## DOCUMENT EXCERPT

Today is your eighth birthday. This morning when you woke up you told me you still felt seven, and you thought that might be because a whole year didn’t pass during the night, just one night passed, and so it makes sense that you still feel the same age. I love listening to you process thoughts. Even when those thoughts are about Minecraft.

You love to draw and make things out of paper. You go through an obscene amount of tape but you build some really impressive, intricate works of art (which your sister promptly destroys because you tend to leave your art on every surface you can find).

You are kind and thoughtful, and have a very strong sense of doing what’s right. You care deeply about your family and your friends. Sometimes I worry that this world will break your sensitive heart, but then I remember you’ve got Poppy to stomp all over anyone who dares to hurt you.

You look out for your sister, even though she’s in a very pinchy / bitey phase right now. You came with us to her most recent allergy appointment and you patiently sat for hours while the doctor ran his tests. You asked if I remembered the Epi-Pen. When you thought Poppy was having a reaction, you offered to go get the doctor. (She was fine but that’s not the point. The point is you’re eight years old and you care about more than yourself. I am so impressed by you.)

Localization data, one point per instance
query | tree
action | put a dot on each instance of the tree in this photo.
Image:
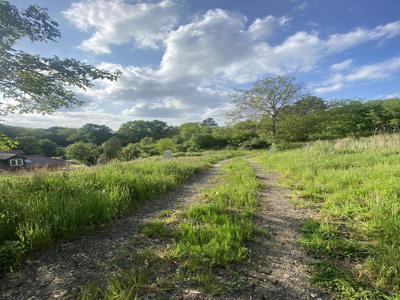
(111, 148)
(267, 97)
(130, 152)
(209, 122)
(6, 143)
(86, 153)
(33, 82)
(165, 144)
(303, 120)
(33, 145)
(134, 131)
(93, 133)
--
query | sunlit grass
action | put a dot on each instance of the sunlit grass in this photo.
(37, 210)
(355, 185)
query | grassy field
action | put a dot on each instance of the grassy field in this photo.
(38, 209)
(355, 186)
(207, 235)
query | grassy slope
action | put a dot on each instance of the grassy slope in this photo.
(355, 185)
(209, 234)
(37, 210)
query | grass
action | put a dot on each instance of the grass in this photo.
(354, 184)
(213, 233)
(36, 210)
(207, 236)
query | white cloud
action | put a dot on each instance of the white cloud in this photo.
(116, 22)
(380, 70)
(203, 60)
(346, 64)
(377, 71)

## AIM OF THE TASK
Retype the birthday letter from the words "You are kind" up to and including the words "to hurt you.".

## EXPECTED OUTPUT
You are kind and thoughtful, and have a very strong sense of doing what’s right. You care deeply about your family and your friends. Sometimes I worry that this world will break your sensitive heart, but then I remember you’ve got Poppy to stomp all over anyone who dares to hurt you.